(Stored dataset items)
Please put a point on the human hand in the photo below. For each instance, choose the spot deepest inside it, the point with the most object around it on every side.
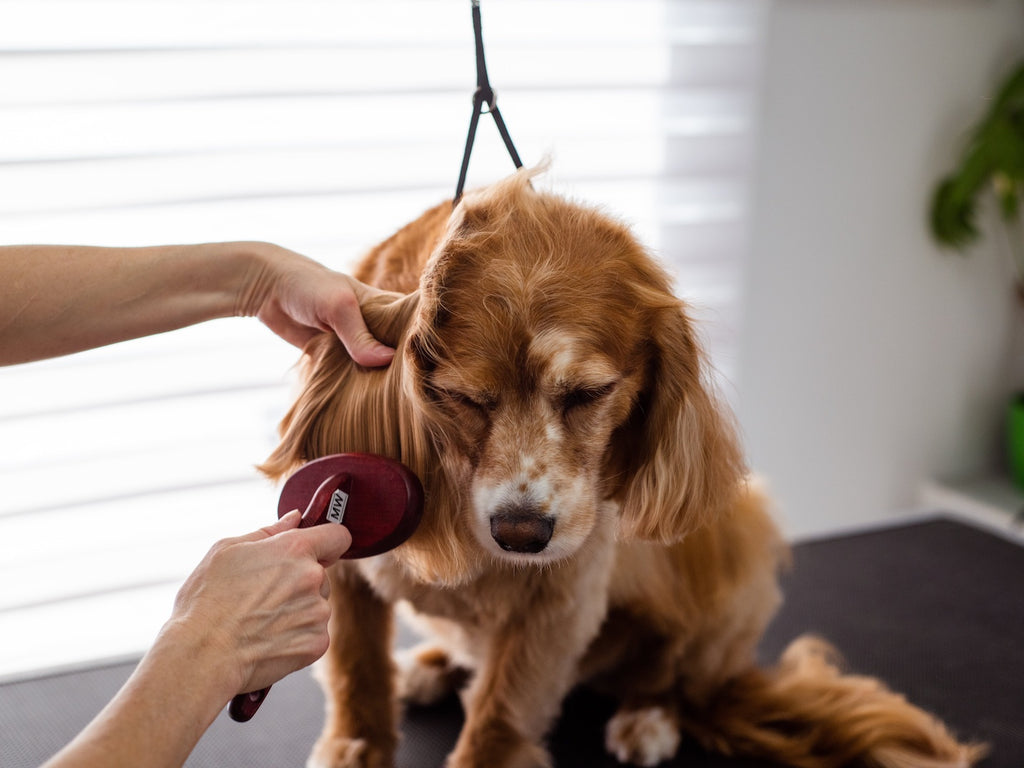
(298, 298)
(261, 600)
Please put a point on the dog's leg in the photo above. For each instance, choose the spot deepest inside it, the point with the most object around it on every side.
(528, 662)
(427, 674)
(513, 699)
(356, 674)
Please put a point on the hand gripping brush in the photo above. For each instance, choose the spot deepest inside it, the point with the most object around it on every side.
(379, 500)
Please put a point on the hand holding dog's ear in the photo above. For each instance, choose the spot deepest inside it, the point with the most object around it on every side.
(298, 299)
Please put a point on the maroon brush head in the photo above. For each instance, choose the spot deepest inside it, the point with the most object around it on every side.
(379, 500)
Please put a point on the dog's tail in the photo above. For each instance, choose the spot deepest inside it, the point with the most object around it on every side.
(805, 713)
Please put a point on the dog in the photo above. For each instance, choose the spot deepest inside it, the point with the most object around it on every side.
(589, 515)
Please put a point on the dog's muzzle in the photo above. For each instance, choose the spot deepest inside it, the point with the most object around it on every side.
(521, 529)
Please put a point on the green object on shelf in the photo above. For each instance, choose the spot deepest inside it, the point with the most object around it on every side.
(1015, 440)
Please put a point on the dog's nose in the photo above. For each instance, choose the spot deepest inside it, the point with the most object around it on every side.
(521, 529)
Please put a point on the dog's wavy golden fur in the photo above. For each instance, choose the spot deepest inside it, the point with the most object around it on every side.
(588, 513)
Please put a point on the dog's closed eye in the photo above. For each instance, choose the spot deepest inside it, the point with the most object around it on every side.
(579, 398)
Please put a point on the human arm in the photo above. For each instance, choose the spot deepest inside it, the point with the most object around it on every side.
(60, 299)
(254, 610)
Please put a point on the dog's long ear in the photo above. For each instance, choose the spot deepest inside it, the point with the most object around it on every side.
(685, 464)
(346, 408)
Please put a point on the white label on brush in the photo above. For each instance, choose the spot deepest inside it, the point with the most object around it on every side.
(336, 512)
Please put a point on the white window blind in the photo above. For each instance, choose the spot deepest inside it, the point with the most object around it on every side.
(322, 126)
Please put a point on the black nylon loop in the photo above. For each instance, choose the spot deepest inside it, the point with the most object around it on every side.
(484, 94)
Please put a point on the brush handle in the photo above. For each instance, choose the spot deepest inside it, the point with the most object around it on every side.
(328, 505)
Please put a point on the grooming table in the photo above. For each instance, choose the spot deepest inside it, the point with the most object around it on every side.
(934, 607)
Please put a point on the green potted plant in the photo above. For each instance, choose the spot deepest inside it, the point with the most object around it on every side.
(991, 165)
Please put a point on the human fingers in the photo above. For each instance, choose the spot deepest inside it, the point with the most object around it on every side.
(328, 543)
(345, 317)
(287, 522)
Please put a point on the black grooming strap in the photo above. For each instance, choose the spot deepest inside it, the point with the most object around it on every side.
(483, 94)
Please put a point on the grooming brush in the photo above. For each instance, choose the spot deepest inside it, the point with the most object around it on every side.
(379, 500)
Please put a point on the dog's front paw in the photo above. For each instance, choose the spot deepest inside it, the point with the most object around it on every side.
(346, 753)
(427, 675)
(503, 754)
(645, 736)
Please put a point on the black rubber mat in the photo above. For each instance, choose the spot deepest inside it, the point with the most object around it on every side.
(935, 608)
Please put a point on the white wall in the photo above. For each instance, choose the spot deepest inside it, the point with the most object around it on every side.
(870, 359)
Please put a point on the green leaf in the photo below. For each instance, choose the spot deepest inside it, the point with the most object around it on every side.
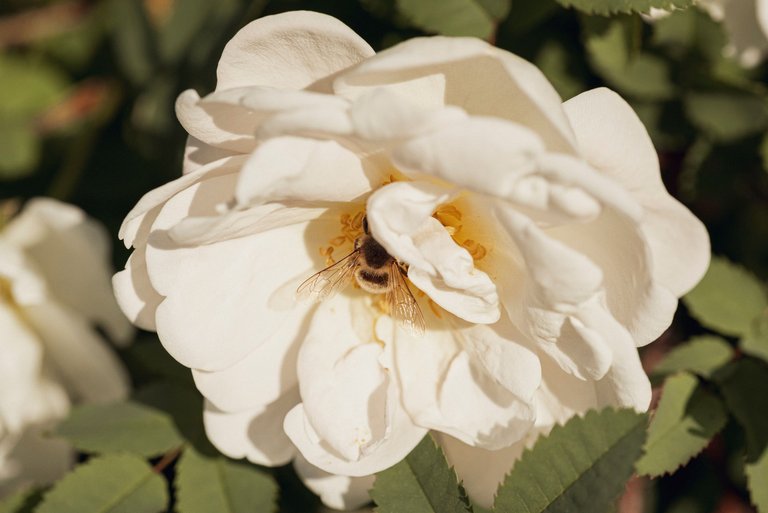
(496, 9)
(28, 87)
(757, 476)
(134, 40)
(19, 149)
(184, 25)
(726, 116)
(205, 484)
(448, 17)
(755, 343)
(183, 404)
(608, 7)
(700, 355)
(743, 384)
(421, 483)
(728, 299)
(555, 61)
(764, 151)
(120, 427)
(581, 466)
(612, 49)
(685, 421)
(118, 483)
(22, 501)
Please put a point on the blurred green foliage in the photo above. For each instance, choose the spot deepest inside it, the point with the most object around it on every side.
(87, 91)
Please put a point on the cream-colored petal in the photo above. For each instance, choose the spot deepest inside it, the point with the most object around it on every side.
(403, 436)
(484, 154)
(383, 114)
(197, 154)
(261, 377)
(138, 223)
(336, 491)
(614, 141)
(20, 367)
(400, 219)
(134, 292)
(83, 361)
(255, 434)
(625, 385)
(289, 50)
(73, 253)
(344, 387)
(446, 388)
(294, 168)
(502, 351)
(226, 299)
(244, 288)
(481, 471)
(218, 120)
(479, 78)
(544, 296)
(240, 222)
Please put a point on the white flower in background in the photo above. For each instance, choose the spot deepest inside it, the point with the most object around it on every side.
(746, 25)
(54, 289)
(540, 246)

→ **Task directions**
Reproduce the lines of the entries above exactly, but only from the line containing "Please put a point on the blurred" through the final line.

→ **Solved problem**
Please put a point on the blurred green foliage in the photo above. For each instance, choose the spot deepest inside it, the point with the most object around it on every side.
(87, 91)
Please put a point on the cream-colored petal in the photo above. For each instance, choose the spot deepest inside it, the point with the most object around it on every side.
(403, 436)
(484, 154)
(383, 114)
(197, 154)
(261, 377)
(138, 223)
(336, 491)
(614, 141)
(20, 367)
(400, 219)
(134, 292)
(83, 361)
(255, 434)
(625, 385)
(289, 50)
(73, 253)
(344, 387)
(446, 388)
(294, 168)
(502, 351)
(226, 299)
(244, 288)
(481, 471)
(218, 120)
(479, 78)
(544, 296)
(240, 222)
Please put a point on the white flower in background in the photo above. For each instance, choose the spot deepest inside it, the point with the most object around it on every side.
(746, 25)
(54, 289)
(540, 246)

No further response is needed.